= Written request =
All entries should be output exactly as they stand.

= Extracted entries =
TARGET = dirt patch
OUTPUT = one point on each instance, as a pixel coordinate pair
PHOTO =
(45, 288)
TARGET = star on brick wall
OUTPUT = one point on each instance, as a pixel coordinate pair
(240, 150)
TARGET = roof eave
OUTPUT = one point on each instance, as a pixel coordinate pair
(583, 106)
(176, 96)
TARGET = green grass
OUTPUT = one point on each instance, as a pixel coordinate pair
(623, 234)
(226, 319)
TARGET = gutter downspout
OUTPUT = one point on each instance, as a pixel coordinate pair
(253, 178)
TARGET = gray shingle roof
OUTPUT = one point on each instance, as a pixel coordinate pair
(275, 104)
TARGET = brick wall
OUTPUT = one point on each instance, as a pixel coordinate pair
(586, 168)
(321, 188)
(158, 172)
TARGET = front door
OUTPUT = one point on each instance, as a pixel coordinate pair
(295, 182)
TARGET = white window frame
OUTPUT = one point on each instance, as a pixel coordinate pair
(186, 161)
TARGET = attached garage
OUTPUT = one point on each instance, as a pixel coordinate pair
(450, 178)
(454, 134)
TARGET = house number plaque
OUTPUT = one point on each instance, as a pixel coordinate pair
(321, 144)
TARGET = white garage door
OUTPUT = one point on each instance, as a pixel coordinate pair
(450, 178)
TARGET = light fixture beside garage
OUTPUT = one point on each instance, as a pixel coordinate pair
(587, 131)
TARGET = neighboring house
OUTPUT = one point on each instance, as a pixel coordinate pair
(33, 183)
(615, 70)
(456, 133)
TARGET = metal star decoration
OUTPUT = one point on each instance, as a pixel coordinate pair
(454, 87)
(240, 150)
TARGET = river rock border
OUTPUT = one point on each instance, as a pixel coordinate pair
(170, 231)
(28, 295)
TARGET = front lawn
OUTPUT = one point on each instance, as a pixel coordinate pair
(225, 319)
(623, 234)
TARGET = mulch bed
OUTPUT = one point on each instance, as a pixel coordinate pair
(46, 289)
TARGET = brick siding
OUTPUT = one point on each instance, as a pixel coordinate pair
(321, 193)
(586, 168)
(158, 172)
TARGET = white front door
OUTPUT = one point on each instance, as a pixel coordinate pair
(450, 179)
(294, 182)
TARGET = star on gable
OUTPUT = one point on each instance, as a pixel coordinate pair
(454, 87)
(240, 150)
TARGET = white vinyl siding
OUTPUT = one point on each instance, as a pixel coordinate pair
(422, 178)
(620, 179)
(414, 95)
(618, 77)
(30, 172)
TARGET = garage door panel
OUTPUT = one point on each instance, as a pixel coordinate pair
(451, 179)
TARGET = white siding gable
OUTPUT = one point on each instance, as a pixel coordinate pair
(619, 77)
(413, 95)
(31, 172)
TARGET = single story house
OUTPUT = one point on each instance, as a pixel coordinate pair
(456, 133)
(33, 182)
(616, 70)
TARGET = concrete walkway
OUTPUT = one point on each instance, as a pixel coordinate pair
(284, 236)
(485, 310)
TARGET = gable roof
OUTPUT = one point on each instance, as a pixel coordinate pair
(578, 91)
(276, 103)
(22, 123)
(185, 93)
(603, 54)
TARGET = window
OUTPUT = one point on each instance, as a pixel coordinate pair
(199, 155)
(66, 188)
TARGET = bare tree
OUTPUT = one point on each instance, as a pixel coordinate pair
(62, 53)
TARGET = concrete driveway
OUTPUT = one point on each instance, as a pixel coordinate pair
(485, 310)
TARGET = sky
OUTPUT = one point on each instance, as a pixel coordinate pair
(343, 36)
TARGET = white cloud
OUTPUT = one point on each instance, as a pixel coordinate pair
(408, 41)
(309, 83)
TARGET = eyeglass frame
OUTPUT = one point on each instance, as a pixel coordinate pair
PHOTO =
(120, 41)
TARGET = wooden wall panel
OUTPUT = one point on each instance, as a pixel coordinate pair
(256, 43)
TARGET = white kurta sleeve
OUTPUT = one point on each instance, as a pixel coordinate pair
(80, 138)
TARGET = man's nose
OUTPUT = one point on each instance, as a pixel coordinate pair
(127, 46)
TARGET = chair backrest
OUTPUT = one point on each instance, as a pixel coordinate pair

= Correct response =
TARGET = dirt patch
OUTPUT = one point on each instance, as a pixel coordinate pair
PHOTO =
(45, 288)
TARGET = star on brick wall
OUTPUT = one point on each instance, as a pixel coordinate pair
(240, 150)
TARGET = roof eave
OUTPUT = one point on each instance, as a pixel coordinate pair
(583, 106)
(176, 96)
TARGET = green grass
OUTPUT = one point on each instance, as a pixel coordinate pair
(623, 234)
(226, 319)
TARGET = gutter downspout
OUTPUT = one point on each instance, as a pixel coordinate pair
(253, 178)
TARGET = gray shingle roof
OUTPUT = one point on each instance, as a pixel coordinate pair
(275, 104)
TARGET = brick wall
OUTPUT = one point on each instance, as a pixel coordinate pair
(586, 168)
(321, 188)
(158, 172)
TARGET = front door
OUTPUT = one point on each instance, as a pixel coordinate pair
(295, 182)
TARGET = white window frame
OUTPUT = one point on each instance, as a pixel coordinate pair
(186, 161)
TARGET = attached garage
OUTPUT = one point on each instance, as a pixel coordinate pair
(450, 178)
(454, 134)
TARGET = house number plaque
OUTPUT = one point on each instance, as a pixel coordinate pair
(321, 144)
TARGET = white garage door
OUTPUT = one point on each instance, as a pixel coordinate pair
(450, 178)
TARGET = light fixture beside garage
OUTPUT = one point on each instance, as a pixel coordinate pair
(587, 131)
TARGET = neighboring house
OUTPUT = one point on each instance, as a pixel coordinate pair
(33, 183)
(615, 70)
(456, 133)
TARGET = metal star decoration
OUTPUT = one point on each instance, as a pixel coordinate pair
(454, 87)
(240, 150)
TARGET = river rock border
OUTPUT = one point on each instance, as a pixel coordinate pair
(170, 231)
(28, 295)
TARGET = front lawn
OUTPUT = one point on each instance, as a pixel coordinate pair
(225, 319)
(623, 234)
TARGET = mulch bed
OUTPUT = one point on each instance, as a pixel coordinate pair
(46, 289)
TARGET = brick siding
OUTPUT = one point on each instance, as a pixel coordinate pair
(321, 193)
(586, 168)
(158, 172)
TARGET = white front door
OUTPUT = one point on each instance, as a pixel coordinate pair
(450, 179)
(294, 182)
TARGET = star on gable
OUTPUT = one point on each instance, as a pixel coordinate pair
(454, 87)
(240, 150)
TARGET = white vinyl siding
OUTPUT = one point on each instance, as a pixel coordinate pair
(422, 178)
(620, 179)
(414, 95)
(618, 77)
(30, 172)
TARGET = garage door panel
OUTPUT = one point on each instance, as a pixel coordinate pair
(451, 179)
TARGET = white siding gable
OUTPUT = one point on each instance, as a pixel coordinate pair
(619, 77)
(413, 95)
(31, 172)
TARGET = single story house
OUTPUT = one point on each instance, as a pixel coordinate pair
(456, 133)
(33, 182)
(616, 70)
TARGET = concrete walkway
OUTPUT = one point on each instance, as a pixel coordinate pair
(284, 236)
(485, 310)
TARGET = gable roof
OUTPUT = one point on each instance, as a pixel coordinate pair
(578, 91)
(276, 103)
(22, 123)
(185, 93)
(603, 54)
TARGET = window
OUTPUT = one point on each instance, as a pixel coordinate pair
(199, 155)
(66, 188)
TARGET = bare tree
OUTPUT = one point on each instance, as a pixel coordinate pair
(62, 53)
TARGET = concrete driveway
OUTPUT = one point on each instance, as a pixel coordinate pair
(485, 310)
TARGET = sky
OUTPUT = one point on each instance, as a pixel coordinate pair
(343, 36)
TARGET = white cloud
OUTPUT = one point on each instance, as a pixel coordinate pair
(408, 41)
(309, 83)
TARGET = eyeglass frame
OUTPUT = one point on each instance, as a pixel coordinate pair
PHOTO =
(120, 41)
TARGET = wooden wall panel
OUTPUT = one point on each instance, as a pixel coordinate pair
(256, 43)
TARGET = white kurta sleeve
OUTPUT = one point on each instance, as a pixel coordinate pair
(80, 138)
TARGET = man's nose
OUTPUT = one point on each instance, as a pixel coordinate pair
(127, 46)
TARGET = chair backrest
OUTPUT = one point on each instance, as a pixel coordinate pair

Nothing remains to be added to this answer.